• Tekst do przeczytania
------------------------------------

• Witaj na forum erotycznym SexForum.pl Forum przeznaczone jest wyłącznie dla dorosłych. Jeżeli nie jesteś pełnoletni, lub nie chcesz oglądać treści erotycznych koniecznie opuść tą stronę.
  • Cytuj tylko wtedy, gdy to konieczne. Aby odpowiedzieć użytkownikowi, użyj @nazwa_użytkownika.

Powtarzają nam: Nie żen się!

Mężczyzna

stroiczek

Dominujący
Kochani!
Cały czas słyszę i czytam, że małżeństwo to porażka. Od różnych osób, nie tylko od internetowych pigularzy i polskich samotników, ale także w prywatnych rozmowach od żonatych. No i rozwiedzionych.
Małżeństwo jawi się jako ograniczenie, pozbawiające mężczyznę szerszych możliwości decydowania o swoim majątku i odnajdywania kolejnych partnerek, a w konsekwencji również szerszych perspektyw życiowych, odnajdywania kolejnych celów. A życie bez celu to dla nas wszak niedobra droga, może doprowadzić do targnięcia się na swoje własne życie.
Nawet jeśli kobieta nie gardzi żonatym, decyduje się na doprawienie innej pani rogów, no to też to małżeństwo jakimś utrudnieniem dla nowej pary jest.
Jestem ciekaw, czy ktoś ma jakikolwiek argument przeciwnym, że małżeństwo to dla mężczyzny powód do dumy i szczęścia.
 
Mężczyzna

banita.

Dominujący
Jakiś urok musi w tym być, skoro niektorzy i niektóre w kółko zawierają nowe związki małżeńskie🤷‍♂️;)
Inaczej by tego przecież nie robili:unsure:
Ja tam jestem za leniwy, na przykład
 
Mężczyzna

banita.

Dominujący
Urok czy presja społeczna? Stara panna i rozwódka, w niektórych kręgach brzmi jak obelga.

------------------------------------

• Zadania do wykonania
1. Czy możesz przepisać z tekstu o małżeństwie fragment, który zaczyna się od słów "Nawet jeśli kobieta", a kończy po słowach "nowe związki małżeńskie🤷‍♂️;)"?
2. Jak brzmi po angielsku zdanie z tekstu o małżeństwie: „Stara panna i rozwódka, w niektórych kręgach brzmi jak obelga.”?

• Wykaz pozycji

------------------------------------

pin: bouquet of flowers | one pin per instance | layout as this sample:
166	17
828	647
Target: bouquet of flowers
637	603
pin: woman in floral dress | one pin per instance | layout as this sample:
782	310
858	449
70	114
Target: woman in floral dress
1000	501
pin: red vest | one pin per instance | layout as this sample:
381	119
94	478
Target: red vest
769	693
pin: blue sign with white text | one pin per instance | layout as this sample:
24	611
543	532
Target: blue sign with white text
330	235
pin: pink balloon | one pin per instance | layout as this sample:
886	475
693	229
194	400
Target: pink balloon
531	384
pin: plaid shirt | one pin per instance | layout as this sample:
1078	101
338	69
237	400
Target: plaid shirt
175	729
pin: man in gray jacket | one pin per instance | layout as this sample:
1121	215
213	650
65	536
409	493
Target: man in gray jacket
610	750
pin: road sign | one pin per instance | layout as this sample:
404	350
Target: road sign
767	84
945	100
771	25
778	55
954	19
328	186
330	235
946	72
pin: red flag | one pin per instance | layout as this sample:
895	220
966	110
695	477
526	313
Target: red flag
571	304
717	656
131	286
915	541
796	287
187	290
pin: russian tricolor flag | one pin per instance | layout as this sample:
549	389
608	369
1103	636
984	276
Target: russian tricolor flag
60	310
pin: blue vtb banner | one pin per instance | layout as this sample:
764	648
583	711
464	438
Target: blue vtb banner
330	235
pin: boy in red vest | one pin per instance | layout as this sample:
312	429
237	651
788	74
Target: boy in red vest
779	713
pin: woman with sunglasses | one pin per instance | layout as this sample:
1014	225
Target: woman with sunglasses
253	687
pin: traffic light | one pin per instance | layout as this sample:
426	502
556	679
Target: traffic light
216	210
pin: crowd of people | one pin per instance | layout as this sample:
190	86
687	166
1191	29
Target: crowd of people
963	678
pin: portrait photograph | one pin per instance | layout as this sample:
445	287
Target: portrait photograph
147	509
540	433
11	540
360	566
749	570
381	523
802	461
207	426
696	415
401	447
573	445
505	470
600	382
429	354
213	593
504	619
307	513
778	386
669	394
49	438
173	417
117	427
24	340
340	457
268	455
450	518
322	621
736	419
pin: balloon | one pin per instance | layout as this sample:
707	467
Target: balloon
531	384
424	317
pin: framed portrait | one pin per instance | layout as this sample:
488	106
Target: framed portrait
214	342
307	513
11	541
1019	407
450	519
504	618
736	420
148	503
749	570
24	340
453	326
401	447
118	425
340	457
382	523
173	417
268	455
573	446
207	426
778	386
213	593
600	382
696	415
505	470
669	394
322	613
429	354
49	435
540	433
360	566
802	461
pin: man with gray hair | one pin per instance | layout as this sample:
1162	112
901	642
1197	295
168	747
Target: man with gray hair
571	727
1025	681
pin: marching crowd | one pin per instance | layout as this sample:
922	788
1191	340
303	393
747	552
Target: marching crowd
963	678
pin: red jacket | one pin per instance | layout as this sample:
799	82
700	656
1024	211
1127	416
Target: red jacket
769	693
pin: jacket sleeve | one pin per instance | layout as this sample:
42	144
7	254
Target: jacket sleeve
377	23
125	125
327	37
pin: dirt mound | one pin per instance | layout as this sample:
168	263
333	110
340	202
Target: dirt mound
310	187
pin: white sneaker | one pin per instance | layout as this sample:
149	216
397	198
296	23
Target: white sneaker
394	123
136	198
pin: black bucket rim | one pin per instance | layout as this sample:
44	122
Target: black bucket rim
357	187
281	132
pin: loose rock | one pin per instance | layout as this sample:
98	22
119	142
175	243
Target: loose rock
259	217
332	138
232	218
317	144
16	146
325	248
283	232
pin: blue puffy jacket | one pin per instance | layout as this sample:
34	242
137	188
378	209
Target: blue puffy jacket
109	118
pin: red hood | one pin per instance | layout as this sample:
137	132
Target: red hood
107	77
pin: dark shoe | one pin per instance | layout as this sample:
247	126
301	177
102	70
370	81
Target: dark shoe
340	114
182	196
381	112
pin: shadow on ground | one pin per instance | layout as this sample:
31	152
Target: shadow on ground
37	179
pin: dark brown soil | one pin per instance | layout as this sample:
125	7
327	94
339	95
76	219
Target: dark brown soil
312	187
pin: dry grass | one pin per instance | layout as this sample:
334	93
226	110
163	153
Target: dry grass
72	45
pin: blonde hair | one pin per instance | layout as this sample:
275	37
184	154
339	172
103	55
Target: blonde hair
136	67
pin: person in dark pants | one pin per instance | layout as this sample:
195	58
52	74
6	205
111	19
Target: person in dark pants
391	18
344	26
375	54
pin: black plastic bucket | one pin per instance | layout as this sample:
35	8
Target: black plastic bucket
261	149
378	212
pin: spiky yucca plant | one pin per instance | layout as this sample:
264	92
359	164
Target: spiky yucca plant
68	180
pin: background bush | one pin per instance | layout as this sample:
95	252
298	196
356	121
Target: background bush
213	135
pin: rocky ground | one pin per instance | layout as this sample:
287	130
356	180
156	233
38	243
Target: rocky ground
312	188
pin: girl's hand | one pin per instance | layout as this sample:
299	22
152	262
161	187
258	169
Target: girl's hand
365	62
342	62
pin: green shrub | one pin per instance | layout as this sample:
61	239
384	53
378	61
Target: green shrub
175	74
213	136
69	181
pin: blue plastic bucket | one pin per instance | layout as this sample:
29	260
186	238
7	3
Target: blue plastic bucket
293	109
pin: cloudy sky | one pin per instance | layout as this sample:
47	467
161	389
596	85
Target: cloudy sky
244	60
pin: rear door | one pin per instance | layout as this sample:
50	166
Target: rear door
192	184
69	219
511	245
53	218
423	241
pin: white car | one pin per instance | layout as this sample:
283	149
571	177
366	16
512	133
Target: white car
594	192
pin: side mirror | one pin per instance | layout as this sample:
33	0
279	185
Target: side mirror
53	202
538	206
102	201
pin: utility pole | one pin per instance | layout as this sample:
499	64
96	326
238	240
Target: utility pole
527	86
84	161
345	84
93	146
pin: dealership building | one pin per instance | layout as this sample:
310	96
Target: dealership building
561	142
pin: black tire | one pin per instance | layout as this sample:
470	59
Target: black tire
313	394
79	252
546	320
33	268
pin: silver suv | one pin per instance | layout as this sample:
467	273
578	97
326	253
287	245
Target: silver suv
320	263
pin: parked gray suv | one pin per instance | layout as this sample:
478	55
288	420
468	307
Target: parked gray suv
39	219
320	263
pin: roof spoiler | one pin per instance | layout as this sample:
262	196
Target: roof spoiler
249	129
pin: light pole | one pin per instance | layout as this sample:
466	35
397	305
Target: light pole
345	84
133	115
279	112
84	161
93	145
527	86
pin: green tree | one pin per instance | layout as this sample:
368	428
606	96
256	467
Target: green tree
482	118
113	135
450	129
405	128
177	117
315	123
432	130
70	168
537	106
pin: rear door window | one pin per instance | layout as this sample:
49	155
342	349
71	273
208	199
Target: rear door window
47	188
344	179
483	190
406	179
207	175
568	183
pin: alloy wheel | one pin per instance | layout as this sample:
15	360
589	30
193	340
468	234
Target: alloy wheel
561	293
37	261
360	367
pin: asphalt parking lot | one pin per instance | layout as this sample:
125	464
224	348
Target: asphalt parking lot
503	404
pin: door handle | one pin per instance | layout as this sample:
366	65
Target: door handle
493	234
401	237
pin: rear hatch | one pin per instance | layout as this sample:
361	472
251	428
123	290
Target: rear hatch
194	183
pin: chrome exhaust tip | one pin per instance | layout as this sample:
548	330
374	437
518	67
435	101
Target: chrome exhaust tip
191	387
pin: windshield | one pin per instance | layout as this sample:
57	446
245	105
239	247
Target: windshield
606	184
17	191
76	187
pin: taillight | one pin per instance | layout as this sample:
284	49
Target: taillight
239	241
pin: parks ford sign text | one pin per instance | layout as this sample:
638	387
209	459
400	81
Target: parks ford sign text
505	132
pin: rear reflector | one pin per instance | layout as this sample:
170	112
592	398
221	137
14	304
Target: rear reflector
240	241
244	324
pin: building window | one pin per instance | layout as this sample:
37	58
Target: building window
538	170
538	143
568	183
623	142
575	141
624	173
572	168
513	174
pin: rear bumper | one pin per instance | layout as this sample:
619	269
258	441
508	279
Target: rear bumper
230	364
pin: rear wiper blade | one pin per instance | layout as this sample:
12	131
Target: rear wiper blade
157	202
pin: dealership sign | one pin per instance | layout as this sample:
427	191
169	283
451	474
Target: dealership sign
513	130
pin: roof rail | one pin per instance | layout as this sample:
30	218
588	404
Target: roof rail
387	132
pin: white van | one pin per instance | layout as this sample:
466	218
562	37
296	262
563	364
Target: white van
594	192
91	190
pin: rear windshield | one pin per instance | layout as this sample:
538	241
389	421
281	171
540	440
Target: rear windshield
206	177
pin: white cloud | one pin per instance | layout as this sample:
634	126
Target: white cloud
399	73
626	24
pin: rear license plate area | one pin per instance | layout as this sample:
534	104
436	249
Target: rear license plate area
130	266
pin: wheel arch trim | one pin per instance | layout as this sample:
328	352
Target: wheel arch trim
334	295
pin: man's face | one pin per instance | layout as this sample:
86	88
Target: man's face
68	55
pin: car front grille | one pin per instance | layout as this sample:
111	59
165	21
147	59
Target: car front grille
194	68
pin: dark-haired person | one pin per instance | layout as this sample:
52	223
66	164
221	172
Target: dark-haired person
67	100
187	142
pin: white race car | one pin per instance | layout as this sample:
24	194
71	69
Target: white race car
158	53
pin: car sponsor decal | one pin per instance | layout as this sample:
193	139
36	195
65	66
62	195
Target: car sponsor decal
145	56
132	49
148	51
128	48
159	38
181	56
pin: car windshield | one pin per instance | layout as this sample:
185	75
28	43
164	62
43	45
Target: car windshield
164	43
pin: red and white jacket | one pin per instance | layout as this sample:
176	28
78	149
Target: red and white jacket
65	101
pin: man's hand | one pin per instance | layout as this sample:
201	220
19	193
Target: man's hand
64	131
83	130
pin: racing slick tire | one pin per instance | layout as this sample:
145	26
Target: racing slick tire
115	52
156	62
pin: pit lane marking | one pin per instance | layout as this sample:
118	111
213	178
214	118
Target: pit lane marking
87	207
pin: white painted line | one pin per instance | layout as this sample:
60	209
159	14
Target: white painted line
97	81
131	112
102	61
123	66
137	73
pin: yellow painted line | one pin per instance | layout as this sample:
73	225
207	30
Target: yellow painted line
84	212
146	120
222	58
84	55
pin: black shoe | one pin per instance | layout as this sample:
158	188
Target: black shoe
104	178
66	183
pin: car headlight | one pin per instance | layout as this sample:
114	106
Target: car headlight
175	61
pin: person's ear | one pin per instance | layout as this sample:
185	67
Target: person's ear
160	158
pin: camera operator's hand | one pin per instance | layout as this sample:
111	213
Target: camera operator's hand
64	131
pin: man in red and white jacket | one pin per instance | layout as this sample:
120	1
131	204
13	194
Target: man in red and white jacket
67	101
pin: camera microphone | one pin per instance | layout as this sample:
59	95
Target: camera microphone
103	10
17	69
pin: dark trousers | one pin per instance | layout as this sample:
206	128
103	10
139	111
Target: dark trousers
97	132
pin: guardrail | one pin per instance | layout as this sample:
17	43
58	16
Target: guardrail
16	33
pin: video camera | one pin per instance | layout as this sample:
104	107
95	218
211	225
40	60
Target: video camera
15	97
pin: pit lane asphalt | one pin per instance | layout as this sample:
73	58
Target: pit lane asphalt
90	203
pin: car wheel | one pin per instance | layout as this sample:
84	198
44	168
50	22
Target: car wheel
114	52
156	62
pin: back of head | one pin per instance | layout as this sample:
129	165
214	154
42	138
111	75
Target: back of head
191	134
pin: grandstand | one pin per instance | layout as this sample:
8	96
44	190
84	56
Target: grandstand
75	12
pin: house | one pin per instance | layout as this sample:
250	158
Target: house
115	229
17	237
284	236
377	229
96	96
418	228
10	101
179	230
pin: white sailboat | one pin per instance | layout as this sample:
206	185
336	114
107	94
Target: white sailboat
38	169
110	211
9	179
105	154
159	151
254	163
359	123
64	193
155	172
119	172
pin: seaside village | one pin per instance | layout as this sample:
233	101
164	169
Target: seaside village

------------------------------------

• Odpowiedzi po kolei
1.
Nawet jeśli kobieta nie gardzi żonatym, decyduje się na doprawienie innej pani rogów, no to też to małżeństwo jakimś utrudnieniem dla nowej pary jest.
Jestem ciekaw, czy ktoś ma jakikolwiek argument przeciwnym, że małżeństwo to dla mężczyzny powód do dumy i szczęścia.
 
Mężczyzna

banita.

Dominujący
Jakiś urok musi w tym być, skoro niektorzy i niektóre w kółko zawierają nowe związki małżeńskie🤷‍♂️;)

2. "Old maid" and "divorcée" sound like an insult in some circles.